## EXCERPTED PASSAGE
--------------------------------------------------

Within hours after they arrive at animal shelters, healthy cats and dogs of all descriptions land on a list that will determine their fates.
Young animals of favored breeds, including dachshunds and Persian cats, typically are slated for the adoption floor. Pit bulls, ubiquitous black cats, shy mutts and yappy Chihuahuas might get a place on the “rescue list,” offered to groups dedicated to saving animals deemed less likely to be adopted from shelters.
The most unfortunate of the lot, animals that are deemed dangerous, usually get a date in the euthanasia room.
How do shelters, the temporary guardians of tens of thousands of animals every year in Sacramento County, decide which creatures are “adoptable” or “dangerous,” and what if a potential owner disagrees?
The question is at the center of a debate playing out in federal court in Sacramento, where a lawsuit has been filed on behalf of a nonprofit rescue group, Scooter’s Pals of Grass Valley, that wanted to claim a Labrador retriever that had bitten a child. Placer County animal control officials deemed the dog dangerous and killed it, according to the rescue group, without first holding a required hearing to address its level of viciousness.
Placer County’s animal services manager, Mike Winters, declined to comment on the lawsuit but said the shelter follows the “letter of the law” when it comes to handling such cases. “We have a good relationship with rescue groups, which provide a real service to all shelters,” he said.
The suit highlights the delicate questions that shelter managers must confront in balancing the rights of pet owners and rescue groups vs. the public’s safety, while managing overcrowded kennels and a constantly changing population of animal residents.
“It’s something I deal with every single day,” said Dan Torres, chief animal control officer for the city of Sacramento. “We take the situation very seriously.”
In the unusual lawsuit, filed recently in U.S. District Court, Scooter’s Pals claims that Placer County violated the group’s constitutional rights to due process and against unreasonable search and seizure when it kept and then killed Charlie, a Labrador mix that had attacked a child and caused injuries that required dozens of stitches.
A Labrador rescue group first obtained the dog from a shelter last year and found a home for him in Placer County. After the biting incident, Scooter’s Pals claimed Charlie and sought to save him, with the support of the family whose child the dog hurt, said Susan Wallace, founder of the group.
According to the suit, Scooter’s Pals petitioned for a hearing but Placer County ignored the request and killed the dog in violation of its own policies and state law.
“We had a right to a hearing,” said Wallace, who insisted that Charlie had no previous history of biting and may have been provoked. “But they didn’t care. They killed Charlie quickly and intentionally.”

--------------------------------------------------

## REQUEST A
List every line of the records that contains the word "dryer", copying each line in full. Treat uppercase and lowercase as different.

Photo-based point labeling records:
--------------------------------------------------

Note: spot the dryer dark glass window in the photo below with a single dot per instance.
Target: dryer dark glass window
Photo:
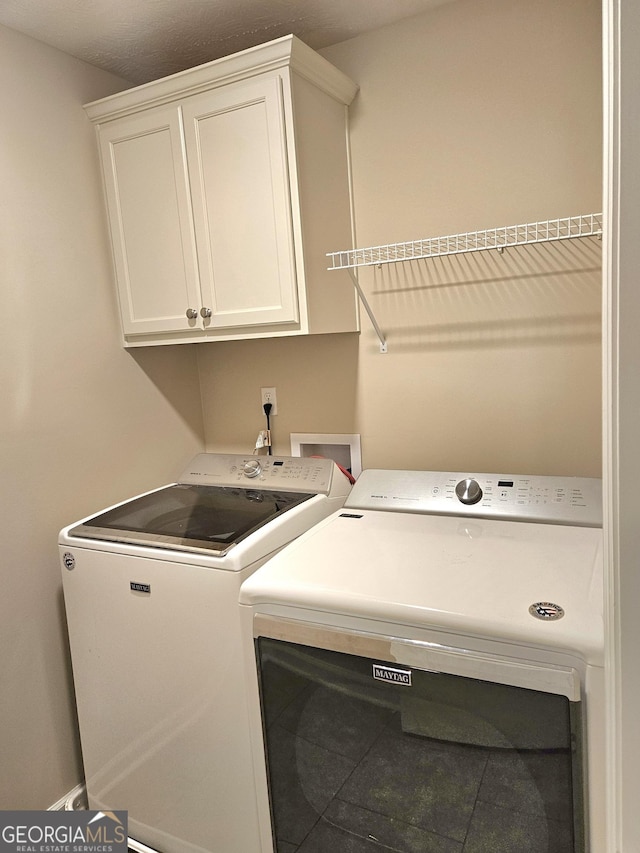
(209, 518)
(443, 765)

--------------------------------------------------

## REQUEST B
From the article on animal shelters, reproduce word for word the part that begins with the words containing "The most unfortunate" and ends with "level of viciousness.".

## RIGHT ANSWER A
Note: spot the dryer dark glass window in the photo below with a single dot per instance.
Target: dryer dark glass window

## RIGHT ANSWER B
The most unfortunate of the lot, animals that are deemed dangerous, usually get a date in the euthanasia room.
How do shelters, the temporary guardians of tens of thousands of animals every year in Sacramento County, decide which creatures are “adoptable” or “dangerous,” and what if a potential owner disagrees?
The question is at the center of a debate playing out in federal court in Sacramento, where a lawsuit has been filed on behalf of a nonprofit rescue group, Scooter’s Pals of Grass Valley, that wanted to claim a Labrador retriever that had bitten a child. Placer County animal control officials deemed the dog dangerous and killed it, according to the rescue group, without first holding a required hearing to address its level of viciousness.